THE METHODS  Jess Porter, a grad student in biophysics at Berkeley, designed the experiment with the aid of her adviser, neuroscientist Noam Sobel. “He’s been a proponent for a long time of using humans to study these fundamental questions about the sense of smell,” Porter explains. “A lot of people balk at the idea of using humans because you don’t have the ability to manipulate their genome or record from their neurons directly. But we can exploit the fact that we can communicate with people and ask them to do really bizarre things exactly how we want them to do it.”

Thirty-two Berkeley undergraduates—16 men and 16 women—volunteered to don eye masks (to block vision), earmuffs (to muffle sound), and thick kneepads, elbow pads, and work gloves (to reduce their sense of touch), leaving only their noses open to sensory cues. Then Porter and Sobel asked the subjects to crouch on their hands and knees and sniff their way along a scent trail—a 33-foot twine line soaked in a chocolate solution and tacked, with one 45-degree bend midway, across a grass meadow. “Most people were game to try it,” says Porter. “They just assumed, well, these are crazy scientists and this is another crazy thing they do.” Two-thirds of the subjects were able to follow the track to the end within 10 minutes, sniffing from side to side, noses close to the ground, in a zigzag path.

In a subsequent experiment, four subjects repeated the exercise three times a day for three days. These expert trackers learned to reach the end of the trail within three and a half minutes on average, aided by an increase in their sniffing rate. A pressure transducer, connected to the subjects’ nostrils by two thin plastic tubes and carried in a backpack, showed that sniffing frequency increased as subjects became more experienced.

Porter and Sobel also did a third experiment to see if humans could locate a scent by comparing the inputs of their two nostrils. (It is well known that mammals can pinpoint a noise by comparing sounds entering each ear, but nobody knew whether two closely spaced nostrils could do the same with smell.) When 14 subjects repeated the experiment with one nostril taped shut, they were considerably less likely to reach the end of the track—just over one-third could do it, as compared with two-thirds for the free-breathing testers—and they were 26 percent slower. Breathing through a “single virtual nostril”—a Teflon tube that forced both nostrils to draw from the same stream of air—also hurt performance. Apparently, stereo sniffing is important for detecting the source of an odor. “This is analogous, we think, to the fact that you can use your paired ears to localize sound in space, and you can use paired eyes to have depth perception,” Porter says.

THE MEANING We may have lost our sensitivity to a wide range of smells—the Berkeley students were still no match for a dog—but our nostril architecture and nerve pathways for detecting odors are perfectly functional and probably work better than previously thought. Porter and Sobel’s findings suggest that smell has played a more important role in human evolution than is commonly assumed, says Gordon Shepherd, a Yale University neurobiologist who studies human smell. A good sense of smell probably helped our ancestors find out which foods were edible after leaving Africa’s forests for the savanna.

“Four or five million years ago, when primates came down from the forests and out onto the plains, it was harder to find foodstuffs than by just swinging in a forest,” Shepherd says. “They had to make decisions about food that was ripe, that was palatable, and so forth.That’s when flavor was critical for making those decisions. And smell is the major component in the multisensory perception we call flavor.” While Porter points out that humans “don’t use their noses to find a bakery in the morning,” she also argues that “we’ve still retained an amazing ability to smell that can be revived with practice. That’s exciting.”

=== Prompt ===
Render this sentence from the article on human scent tracking in Spanish: "In a subsequent experiment, four subjects repeated the exercise three times a day for three days."

=== Raw data ===
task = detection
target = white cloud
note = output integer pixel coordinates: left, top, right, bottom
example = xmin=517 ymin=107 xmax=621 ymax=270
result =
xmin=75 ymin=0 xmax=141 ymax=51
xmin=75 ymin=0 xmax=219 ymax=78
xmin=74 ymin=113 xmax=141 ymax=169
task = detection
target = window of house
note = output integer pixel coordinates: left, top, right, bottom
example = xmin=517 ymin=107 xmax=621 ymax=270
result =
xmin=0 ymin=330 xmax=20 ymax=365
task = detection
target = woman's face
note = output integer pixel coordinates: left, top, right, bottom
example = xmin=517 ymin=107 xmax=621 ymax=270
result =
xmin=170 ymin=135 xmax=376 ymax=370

=== Answer to the exercise ===
En un experimento posterior, cuatro sujetos repitieron el ejercicio tres veces al día durante tres días.